◆ **Teks Dokumen**:
--*--

Thariq bin Ziyad: Penakluk Andalusia, Pernah Bermimpi Bertemu Nabi SAW
Jum'at, 15 Oktober 2021 - 13:46 WIB
Thariq bin Ziyad adalah pahlawan Islam yang sukses menaklukan Andalusia, Kordoba, Granada, dan Toledo. Suatu hari, ia bermimpi bertemu Rasulullah SAW . Di dalam mimpinya, Rasulullah berkata kepada Thariq, “Beranilah wahai Thariq! Dan selesaikan apa yang telah ditakdirkan untukmu.”
Alkisah, di Gunung Hollow pada musim semi tahun 711 M. Seorang lelaki berdiri dan termenung. Dia menatap hamparan pegunungan yang berada di hadapannya. Ya, gunung itu oleh penduduk setempat pada waktu itu dinamai Gunung Hollow sebuah nama Romawi.
Orang itu adalah Thariq bin Ziyad. Setelah Thariq menguasai Gunung Hollow, baik puncaknya, lembahnya, punggungannya, dan air-air yang mengalir di dalamnya akan dikenal dengan namanya sendiri: Gunung Thariq. Di dalam bahasa Arab itu disebut dengan Jabal Thariq, sementara dalam bahasa Inggris, sekarang kita mengenalnya dengan sebutan Gibraltar.
Bekas Budak
Eamon Gearon dalam bukunya berjudul Turning Points in Middle Eastern History, menceritakan Thariq adalah penduduk asli Afrika Utara, mungkin dari wilayah yang kita kenal sekarang sebagai Libya. Dia merupakan anak suku Berber, yang merupakan penduduk asli Afrika Utara.
Orang Berber adalah orang pertama yang mendiami wilayah barat laut Afrika. Pada akhir abad ke-7, orang-orang Arab Muslim mendatangi Afrika Utara, menaklukkan daerah tersebut dan mengenalkan agama Islam dan bahasa Arab. Kelompok minoritas Berber menerima Islam namun mempertahankan bahasa dan adat istiadatnya.
Pada peristiwa penaklukan tersebut, Thariq dan sukunya mengalami kekalahan, dan dia harus dipenjara sebagai tawanan perang.

--*--

◆ **Latihan A**:
Sebutkan semua tempat yang menurut teks dokumen berhasil ditaklukkan oleh Thariq bin Ziyad.
◆ **Latihan B**:
Tentukan apakah setiap pernyataan berikut sesuai dengan teks dokumen, lalu kutip kata-kata teks yang menjadi dasarnya: (i) Thariq bin Ziyad berasal dari suku Berber; (ii) kelompok minoritas Berber yang menerima Islam meninggalkan bahasa mereka; (iii) Thariq berdiri di Gunung Hollow pada musim gugur tahun 711 M.

◆ **Bagian Data**:
--*--

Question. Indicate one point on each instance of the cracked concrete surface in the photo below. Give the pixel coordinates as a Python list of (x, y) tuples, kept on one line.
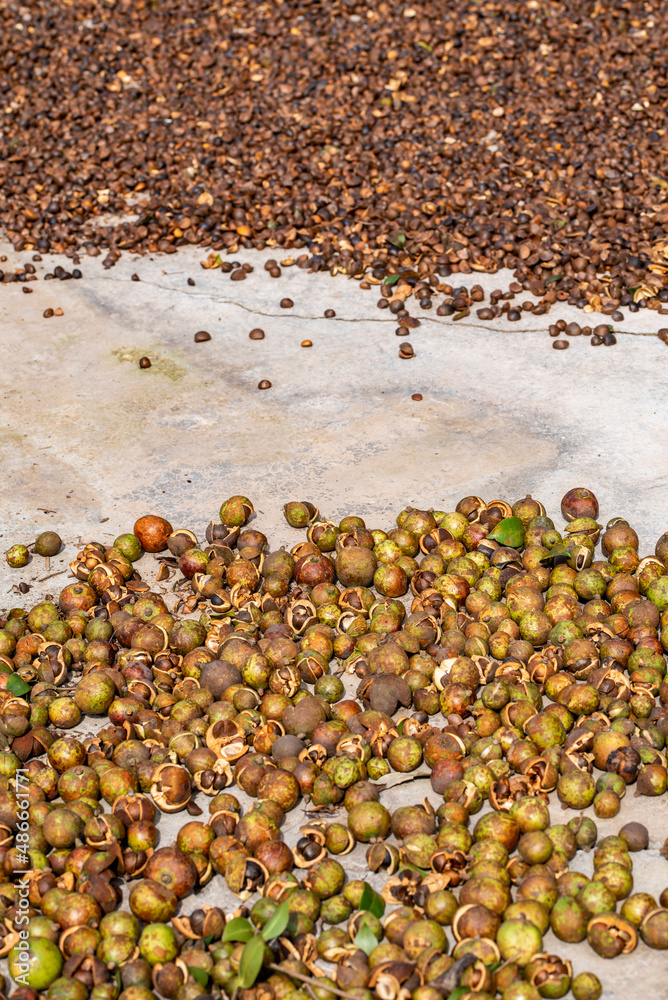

--*--

◆ **Jawaban A**:
Andalusia, Kordoba, Granada, dan Toledo.

◆ **Jawaban B**:
(i) Ya: "Dia merupakan anak suku Berber, yang merupakan penduduk asli Afrika Utara."
(ii) Tidak: "Kelompok minoritas Berber menerima Islam namun mempertahankan bahasa dan adat istiadatnya."
(iii) Tidak: "Alkisah, di Gunung Hollow pada musim semi tahun 711 M."